Request 1 =
Decide whether each statement agrees with the Poets House post. Answer yes or no, quoting the deciding words of the post. (a) The new building is LEED Gold-certified. (b) The collection holds over 100,000 volumes of poetry. (c) The grand opening and the return of regular library hours happened on the same day.
Request 2 =
Please extract the passage of the Poets House post between "Congratulations Poets House!" and "hours recommenced today.", inclusive.
— START OF Selection —
Poetry's New Cathedral on the Hudson

Congratulations Poets House! As reported by Library Journal, the 24 year-old poetry library and education center has successfully moved from its cramped Soho digs to "a stunning new location in Battery Park City in lower Manhattan, in a LEED Gold-certified building, with huge windows overlooking the Hudson River." (For a more detailed description of the space, check out this NY Times article.) Their grand opening celebration took place over the weekend, while regular library and reading room hours recommenced today.

"Throughout its transformations, the heart of Poets House has remained its poetry collection," their website states. "With over 50,000 volumes of poetry—including books, journals, chapbooks, audio and video tapes, and digital media—our collection is among the most comprehensive, open-access collections of poetry in the United States and is the foundation for all our programs and services."
— END OF Selection —
— START OF Dataset excerpts —
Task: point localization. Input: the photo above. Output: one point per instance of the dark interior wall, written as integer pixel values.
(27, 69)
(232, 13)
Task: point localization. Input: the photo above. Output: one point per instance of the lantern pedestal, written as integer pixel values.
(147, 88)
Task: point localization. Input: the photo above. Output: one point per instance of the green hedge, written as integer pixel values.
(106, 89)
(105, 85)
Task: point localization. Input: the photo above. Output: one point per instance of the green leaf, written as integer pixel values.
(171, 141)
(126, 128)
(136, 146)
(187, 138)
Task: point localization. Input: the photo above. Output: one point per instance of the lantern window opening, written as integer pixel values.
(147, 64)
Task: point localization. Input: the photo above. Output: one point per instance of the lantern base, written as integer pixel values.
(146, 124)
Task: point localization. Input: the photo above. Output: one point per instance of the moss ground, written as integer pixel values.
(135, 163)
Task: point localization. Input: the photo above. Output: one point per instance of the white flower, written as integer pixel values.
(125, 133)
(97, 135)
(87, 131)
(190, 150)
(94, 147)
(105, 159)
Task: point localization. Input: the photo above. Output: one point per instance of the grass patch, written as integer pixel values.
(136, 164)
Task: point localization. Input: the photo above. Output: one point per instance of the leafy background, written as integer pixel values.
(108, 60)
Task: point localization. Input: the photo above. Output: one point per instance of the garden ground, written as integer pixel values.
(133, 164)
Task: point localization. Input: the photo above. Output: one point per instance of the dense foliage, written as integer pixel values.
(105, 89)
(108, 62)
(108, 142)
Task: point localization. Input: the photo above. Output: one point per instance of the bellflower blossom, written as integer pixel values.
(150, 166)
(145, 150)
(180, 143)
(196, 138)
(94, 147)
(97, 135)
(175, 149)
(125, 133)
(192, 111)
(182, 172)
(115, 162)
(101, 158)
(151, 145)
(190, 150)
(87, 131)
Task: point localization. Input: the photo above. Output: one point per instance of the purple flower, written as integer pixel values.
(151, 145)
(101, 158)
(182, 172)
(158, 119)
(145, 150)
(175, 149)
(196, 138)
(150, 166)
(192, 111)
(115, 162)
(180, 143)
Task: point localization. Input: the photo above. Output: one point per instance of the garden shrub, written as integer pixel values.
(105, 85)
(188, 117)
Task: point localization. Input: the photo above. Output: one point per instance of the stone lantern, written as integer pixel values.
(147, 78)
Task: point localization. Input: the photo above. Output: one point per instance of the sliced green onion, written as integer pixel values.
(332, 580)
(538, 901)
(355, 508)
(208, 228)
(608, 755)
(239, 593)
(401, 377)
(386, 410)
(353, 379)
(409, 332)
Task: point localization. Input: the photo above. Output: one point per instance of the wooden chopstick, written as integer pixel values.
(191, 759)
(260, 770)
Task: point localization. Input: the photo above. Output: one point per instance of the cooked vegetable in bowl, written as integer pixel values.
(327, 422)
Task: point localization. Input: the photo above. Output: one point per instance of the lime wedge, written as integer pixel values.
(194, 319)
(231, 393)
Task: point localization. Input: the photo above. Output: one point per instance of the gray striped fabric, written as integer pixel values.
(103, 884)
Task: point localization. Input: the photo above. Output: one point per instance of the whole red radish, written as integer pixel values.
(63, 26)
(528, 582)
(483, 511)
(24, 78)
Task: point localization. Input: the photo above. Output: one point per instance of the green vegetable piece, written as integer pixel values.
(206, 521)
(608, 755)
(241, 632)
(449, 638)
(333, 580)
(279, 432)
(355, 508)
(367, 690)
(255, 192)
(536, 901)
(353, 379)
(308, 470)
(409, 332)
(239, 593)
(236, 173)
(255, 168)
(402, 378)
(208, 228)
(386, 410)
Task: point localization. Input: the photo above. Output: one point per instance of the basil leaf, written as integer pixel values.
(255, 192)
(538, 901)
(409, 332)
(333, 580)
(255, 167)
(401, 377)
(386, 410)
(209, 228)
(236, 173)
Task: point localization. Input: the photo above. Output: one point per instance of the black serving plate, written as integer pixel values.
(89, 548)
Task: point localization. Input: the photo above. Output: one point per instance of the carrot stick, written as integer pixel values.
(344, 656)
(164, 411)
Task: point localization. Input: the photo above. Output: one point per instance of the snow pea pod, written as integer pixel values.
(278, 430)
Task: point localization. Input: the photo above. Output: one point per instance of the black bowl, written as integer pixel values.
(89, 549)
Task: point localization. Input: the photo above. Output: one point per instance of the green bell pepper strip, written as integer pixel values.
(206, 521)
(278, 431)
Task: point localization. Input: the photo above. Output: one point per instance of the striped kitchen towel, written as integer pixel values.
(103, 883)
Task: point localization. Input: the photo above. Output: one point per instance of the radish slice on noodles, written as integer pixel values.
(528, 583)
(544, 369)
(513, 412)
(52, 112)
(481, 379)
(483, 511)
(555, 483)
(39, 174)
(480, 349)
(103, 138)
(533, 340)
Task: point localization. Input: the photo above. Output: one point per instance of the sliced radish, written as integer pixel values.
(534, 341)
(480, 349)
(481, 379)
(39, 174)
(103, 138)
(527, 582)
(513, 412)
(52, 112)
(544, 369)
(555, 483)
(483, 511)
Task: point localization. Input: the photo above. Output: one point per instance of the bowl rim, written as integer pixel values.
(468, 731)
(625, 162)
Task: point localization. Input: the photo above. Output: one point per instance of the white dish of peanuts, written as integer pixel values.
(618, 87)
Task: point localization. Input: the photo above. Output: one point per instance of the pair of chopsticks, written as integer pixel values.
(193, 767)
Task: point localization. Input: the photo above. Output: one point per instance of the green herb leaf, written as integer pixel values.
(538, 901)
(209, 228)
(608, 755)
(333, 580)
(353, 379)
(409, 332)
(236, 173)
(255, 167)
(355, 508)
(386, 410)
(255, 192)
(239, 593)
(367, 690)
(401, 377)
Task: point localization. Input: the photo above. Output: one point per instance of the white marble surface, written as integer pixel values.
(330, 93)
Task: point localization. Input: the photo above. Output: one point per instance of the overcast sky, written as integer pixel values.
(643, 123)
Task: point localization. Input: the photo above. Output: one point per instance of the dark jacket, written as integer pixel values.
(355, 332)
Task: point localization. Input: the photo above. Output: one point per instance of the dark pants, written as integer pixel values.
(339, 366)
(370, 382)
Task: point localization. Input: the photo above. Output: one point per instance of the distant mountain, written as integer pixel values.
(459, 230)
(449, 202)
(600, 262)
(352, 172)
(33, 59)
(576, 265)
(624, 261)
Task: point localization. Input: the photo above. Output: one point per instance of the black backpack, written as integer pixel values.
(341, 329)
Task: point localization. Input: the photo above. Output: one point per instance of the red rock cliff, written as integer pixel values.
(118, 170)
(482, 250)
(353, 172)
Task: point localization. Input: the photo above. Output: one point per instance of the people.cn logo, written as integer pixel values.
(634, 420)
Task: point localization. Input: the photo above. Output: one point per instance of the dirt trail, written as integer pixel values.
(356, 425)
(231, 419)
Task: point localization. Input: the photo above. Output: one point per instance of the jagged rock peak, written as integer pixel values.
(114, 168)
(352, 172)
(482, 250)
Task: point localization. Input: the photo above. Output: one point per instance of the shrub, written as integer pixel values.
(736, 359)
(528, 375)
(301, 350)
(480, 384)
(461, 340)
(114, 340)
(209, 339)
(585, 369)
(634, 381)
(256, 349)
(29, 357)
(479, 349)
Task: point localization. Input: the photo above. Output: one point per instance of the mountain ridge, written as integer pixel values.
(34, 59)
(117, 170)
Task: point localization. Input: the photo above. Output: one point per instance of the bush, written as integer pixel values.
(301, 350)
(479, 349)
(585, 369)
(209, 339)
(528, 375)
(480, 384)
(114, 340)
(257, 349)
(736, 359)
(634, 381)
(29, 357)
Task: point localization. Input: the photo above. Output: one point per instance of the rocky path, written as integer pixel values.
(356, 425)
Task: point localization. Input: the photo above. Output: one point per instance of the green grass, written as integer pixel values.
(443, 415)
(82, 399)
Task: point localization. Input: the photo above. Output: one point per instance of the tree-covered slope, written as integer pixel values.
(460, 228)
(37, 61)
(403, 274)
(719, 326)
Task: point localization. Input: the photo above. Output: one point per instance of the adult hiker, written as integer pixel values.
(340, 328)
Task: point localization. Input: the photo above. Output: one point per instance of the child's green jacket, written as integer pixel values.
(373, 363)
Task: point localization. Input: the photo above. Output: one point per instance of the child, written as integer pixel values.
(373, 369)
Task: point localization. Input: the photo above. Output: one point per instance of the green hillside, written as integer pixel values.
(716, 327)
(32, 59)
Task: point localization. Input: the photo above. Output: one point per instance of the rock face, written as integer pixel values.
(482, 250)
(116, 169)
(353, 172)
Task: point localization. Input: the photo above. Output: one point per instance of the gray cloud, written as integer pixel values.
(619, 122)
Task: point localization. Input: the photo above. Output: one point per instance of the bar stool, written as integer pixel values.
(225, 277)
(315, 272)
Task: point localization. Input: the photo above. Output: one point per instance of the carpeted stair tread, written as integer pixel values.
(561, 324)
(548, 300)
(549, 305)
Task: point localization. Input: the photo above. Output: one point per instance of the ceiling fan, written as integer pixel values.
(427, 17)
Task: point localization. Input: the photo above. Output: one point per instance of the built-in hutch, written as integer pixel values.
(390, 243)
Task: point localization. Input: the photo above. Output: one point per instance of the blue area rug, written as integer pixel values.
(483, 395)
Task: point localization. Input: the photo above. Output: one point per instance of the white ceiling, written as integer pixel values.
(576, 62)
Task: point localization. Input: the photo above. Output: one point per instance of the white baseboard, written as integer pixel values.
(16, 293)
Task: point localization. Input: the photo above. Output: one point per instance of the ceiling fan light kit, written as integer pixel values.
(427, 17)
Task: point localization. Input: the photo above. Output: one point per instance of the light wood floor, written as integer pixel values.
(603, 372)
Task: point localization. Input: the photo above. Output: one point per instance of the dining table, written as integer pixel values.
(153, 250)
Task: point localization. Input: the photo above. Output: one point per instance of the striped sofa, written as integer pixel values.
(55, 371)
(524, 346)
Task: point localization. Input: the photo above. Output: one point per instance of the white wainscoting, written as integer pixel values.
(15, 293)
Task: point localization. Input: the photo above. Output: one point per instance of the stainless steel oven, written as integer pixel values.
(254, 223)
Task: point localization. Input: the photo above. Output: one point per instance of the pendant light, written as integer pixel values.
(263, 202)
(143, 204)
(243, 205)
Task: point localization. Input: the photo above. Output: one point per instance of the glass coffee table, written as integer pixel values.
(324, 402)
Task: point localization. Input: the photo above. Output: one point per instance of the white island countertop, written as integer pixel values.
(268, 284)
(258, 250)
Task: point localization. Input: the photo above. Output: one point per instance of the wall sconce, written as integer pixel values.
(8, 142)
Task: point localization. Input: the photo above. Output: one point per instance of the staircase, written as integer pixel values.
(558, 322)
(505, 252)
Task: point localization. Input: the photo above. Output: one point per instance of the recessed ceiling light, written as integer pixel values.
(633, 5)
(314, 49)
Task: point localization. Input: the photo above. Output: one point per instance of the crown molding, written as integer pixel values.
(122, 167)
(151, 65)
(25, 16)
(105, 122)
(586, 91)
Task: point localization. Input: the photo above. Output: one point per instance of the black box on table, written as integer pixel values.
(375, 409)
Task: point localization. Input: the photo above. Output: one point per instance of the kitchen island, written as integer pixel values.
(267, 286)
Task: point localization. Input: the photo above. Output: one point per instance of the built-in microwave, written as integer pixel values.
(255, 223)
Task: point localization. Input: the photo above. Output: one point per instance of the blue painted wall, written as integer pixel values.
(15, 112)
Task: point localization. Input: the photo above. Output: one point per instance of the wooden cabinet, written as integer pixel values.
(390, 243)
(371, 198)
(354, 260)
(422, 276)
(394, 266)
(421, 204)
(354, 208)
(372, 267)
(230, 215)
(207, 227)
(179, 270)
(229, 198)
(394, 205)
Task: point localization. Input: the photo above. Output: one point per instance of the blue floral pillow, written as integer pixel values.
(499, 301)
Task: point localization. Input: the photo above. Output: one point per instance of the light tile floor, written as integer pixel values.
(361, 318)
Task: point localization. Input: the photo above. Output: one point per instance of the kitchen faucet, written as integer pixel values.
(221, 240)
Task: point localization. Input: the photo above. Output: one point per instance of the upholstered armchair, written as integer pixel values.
— END OF Dataset excerpts —
Worked solution 1 =
(a) Yes: "in a LEED Gold-certified building"
(b) No: "With over 50,000 volumes of poetry"
(c) No: "Their grand opening celebration took place over the weekend, while regular library and reading room hours recommenced today."

Worked solution 2 =
Congratulations Poets House! As reported by Library Journal, the 24 year-old poetry library and education center has successfully moved from its cramped Soho digs to "a stunning new location in Battery Park City in lower Manhattan, in a LEED Gold-certified building, with huge windows overlooking the Hudson River." (For a more detailed description of the space, check out this NY Times article.) Their grand opening celebration took place over the weekend, while regular library and reading room hours recommenced today.